Filtrez les données ci-dessous et recopiez chaque ligne où figure le mot « arch ».

(Extraits d'un jeu de données d'annotation de points)
▬▬▬▬▬▬
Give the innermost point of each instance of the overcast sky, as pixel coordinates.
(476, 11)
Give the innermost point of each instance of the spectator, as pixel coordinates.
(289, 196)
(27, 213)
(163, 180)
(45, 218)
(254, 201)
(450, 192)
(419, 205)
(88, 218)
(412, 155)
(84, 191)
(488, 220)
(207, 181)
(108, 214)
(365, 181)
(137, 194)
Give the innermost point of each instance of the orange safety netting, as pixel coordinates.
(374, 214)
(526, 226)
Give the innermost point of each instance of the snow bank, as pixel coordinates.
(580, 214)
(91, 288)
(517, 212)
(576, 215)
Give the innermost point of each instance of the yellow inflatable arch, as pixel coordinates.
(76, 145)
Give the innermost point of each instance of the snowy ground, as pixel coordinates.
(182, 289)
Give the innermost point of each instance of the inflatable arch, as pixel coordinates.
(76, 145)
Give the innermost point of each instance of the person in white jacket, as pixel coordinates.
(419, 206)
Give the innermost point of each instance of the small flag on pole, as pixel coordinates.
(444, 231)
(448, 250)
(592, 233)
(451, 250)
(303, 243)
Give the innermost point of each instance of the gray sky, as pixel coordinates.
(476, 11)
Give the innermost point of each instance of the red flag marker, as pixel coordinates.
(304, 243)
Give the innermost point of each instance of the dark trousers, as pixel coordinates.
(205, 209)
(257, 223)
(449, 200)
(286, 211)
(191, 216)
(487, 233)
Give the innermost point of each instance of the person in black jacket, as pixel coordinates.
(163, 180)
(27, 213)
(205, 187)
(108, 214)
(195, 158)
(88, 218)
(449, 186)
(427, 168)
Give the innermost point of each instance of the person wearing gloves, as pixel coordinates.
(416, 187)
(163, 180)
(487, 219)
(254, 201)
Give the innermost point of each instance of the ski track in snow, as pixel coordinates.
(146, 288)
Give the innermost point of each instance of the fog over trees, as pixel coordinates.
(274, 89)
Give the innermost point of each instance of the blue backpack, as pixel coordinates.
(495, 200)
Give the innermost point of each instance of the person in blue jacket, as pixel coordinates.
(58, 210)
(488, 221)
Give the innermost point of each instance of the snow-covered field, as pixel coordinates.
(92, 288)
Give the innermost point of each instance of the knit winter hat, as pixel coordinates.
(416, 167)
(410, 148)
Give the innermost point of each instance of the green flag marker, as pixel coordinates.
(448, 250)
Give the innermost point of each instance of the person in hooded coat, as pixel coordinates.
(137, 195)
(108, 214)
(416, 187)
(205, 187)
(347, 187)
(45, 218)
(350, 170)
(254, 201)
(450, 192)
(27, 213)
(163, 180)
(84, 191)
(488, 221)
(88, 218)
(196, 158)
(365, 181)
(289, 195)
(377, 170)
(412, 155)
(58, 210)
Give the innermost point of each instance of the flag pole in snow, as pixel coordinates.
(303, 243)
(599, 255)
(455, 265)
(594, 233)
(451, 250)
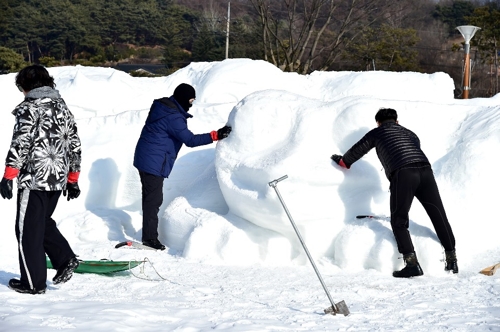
▬▬▬▬▬▬
Réponse complète:
Give the innermost point of each instance of the yellow inflatable arch, as pixel coordinates.
Give the innermost point of each instance of the inflatable arch, as pixel coordinates.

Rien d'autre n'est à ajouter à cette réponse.